#### Required tasks
**a.** Output the passage on bank loan-loss reserves word for word, everything from "But the banks’" down to "and their employers.".
**b.** In the passage on bank loan-loss reserves, what did Jamie Dimon say JPMorgan was preparing for?
**c.** Take the passage on bank loan-loss reserves further, starting after its final sentence.

[START OF Excerpt to read]

JPMorgan Chase and Wells Fargo — the first two major banks to report earnings this quarter — set aside billions of dollars each for losses on loans to customers who may soon no longer have the means to repay them.
JPMorgan’s chief executive, Jamie Dimon, said the bank was preparing for “the likelihood of a fairly severe recession.”
JPMorgan, the country’s largest bank, estimated that it needed to add $6.8 billion to its reserves to prepare for impending defaults. Wells Fargo, the fourth largest, set aside $3.1 billion.
JPMorgan’s total reserves for losses now stand at $8.3 billion, while Wells Fargo has $4 billion set aside.
“The actual level of losses we incur will be driven by how long this period lasts and the level of support the government provides,” Wells Fargo’s chief executive, Charles W. Scharf, said on a call to discuss the results with Wall Street analysts.
But the banks’ maneuvers to steel themselves for losses reflect their calculations that the $2 trillion economic relief bill — which includes direct payments to low-earning Americans as well as $349 billion in forgivable loans to small businesses — will not be enough to stave widespread financial instability for everyday Americans and their employers.
JPMorgan’s reserves, for example, are now close to the levels the bank felt it was necessary to hold in the immediate aftermath of the 2008 financial crisis, which brought about the Great Recession.
The banks’ preparations hit their profits hard in the last quarter.

[END OF Excerpt to read]
[START OF Extracted information]

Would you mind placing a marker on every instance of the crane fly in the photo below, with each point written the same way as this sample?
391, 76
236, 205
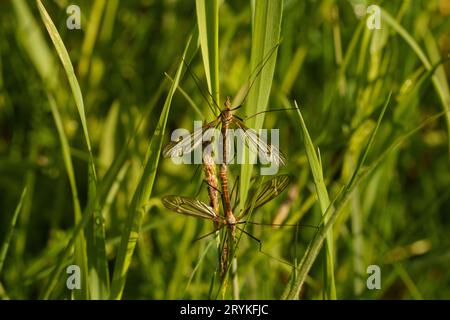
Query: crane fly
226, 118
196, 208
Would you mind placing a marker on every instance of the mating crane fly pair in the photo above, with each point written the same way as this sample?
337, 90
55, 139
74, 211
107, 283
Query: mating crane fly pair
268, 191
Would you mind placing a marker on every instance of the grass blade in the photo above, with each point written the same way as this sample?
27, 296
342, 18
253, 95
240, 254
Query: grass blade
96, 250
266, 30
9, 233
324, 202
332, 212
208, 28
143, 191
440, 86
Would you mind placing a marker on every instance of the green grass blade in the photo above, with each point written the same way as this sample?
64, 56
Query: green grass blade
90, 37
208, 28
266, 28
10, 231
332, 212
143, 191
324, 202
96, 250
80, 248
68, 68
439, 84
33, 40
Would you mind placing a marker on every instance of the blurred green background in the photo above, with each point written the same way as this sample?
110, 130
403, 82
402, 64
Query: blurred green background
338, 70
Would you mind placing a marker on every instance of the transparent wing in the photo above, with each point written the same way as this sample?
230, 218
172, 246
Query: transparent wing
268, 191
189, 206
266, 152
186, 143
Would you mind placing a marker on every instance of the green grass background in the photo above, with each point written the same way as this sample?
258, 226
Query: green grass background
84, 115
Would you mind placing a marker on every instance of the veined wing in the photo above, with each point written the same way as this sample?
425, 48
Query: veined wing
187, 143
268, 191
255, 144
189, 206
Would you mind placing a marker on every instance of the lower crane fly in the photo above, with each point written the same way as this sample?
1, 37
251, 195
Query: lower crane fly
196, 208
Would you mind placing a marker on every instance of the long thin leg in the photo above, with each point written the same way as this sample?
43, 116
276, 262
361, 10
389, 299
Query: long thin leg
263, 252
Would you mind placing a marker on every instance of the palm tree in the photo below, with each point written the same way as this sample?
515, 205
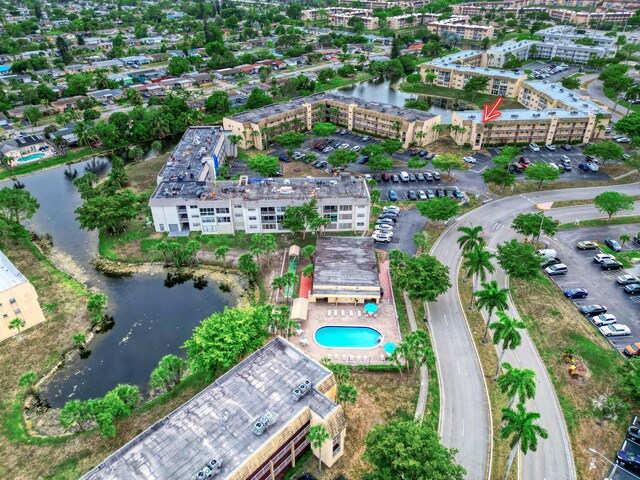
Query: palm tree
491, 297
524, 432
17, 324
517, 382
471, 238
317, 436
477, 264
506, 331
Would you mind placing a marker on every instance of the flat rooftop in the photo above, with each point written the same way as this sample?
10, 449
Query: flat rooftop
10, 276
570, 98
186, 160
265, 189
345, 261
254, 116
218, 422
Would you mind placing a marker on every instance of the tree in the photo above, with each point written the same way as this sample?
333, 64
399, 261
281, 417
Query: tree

[END OF Extracted information]

#### Answers to each task
**a.**
But the banks’ maneuvers to steel themselves for losses reflect their calculations that the $2 trillion economic relief bill — which includes direct payments to low-earning Americans as well as $349 billion in forgivable loans to small businesses — will not be enough to stave widespread financial instability for everyday Americans and their employers.

**b.** He said the bank was preparing for "the likelihood of a fairly severe recession."

**c.**
JPMorgan’s net income fell to $2.9 billion from $8.5 billion for the last quarter of 2019 and $9.2 billion for the same period a year ago — with the bank’s new reserves essentially the difference. Wells Fargo reported a steep drop in profit to $653 million from $5.9 billion during the same period in 2019.
JPMorgan expected consumer loans — most of them credit cards — to lose $4.4 billion while commercial loans to businesses in real estate, retail and oil and gas could lose $2.4 billion, according to its estimates. And Wells Fargo said $1 billion of its potential losses could come from loans to consumers and small businesses.
The reserve-building activities spooked investors in both banks. Their stocks were trading more than 3 percent lower at midday, despite an overall increase in the values of the major stock indexes on Tuesday.
But there were some bright spots, particularly at JPMorgan.
The bank reported revenue from trading things like foreign currencies, bonds and government debt rose by 34 percent compared with a year ago. Stock trading revenue was 28 percent higher. Over all, revenue in the bank’s Wall Street markets division reached $7.4 billion, a record.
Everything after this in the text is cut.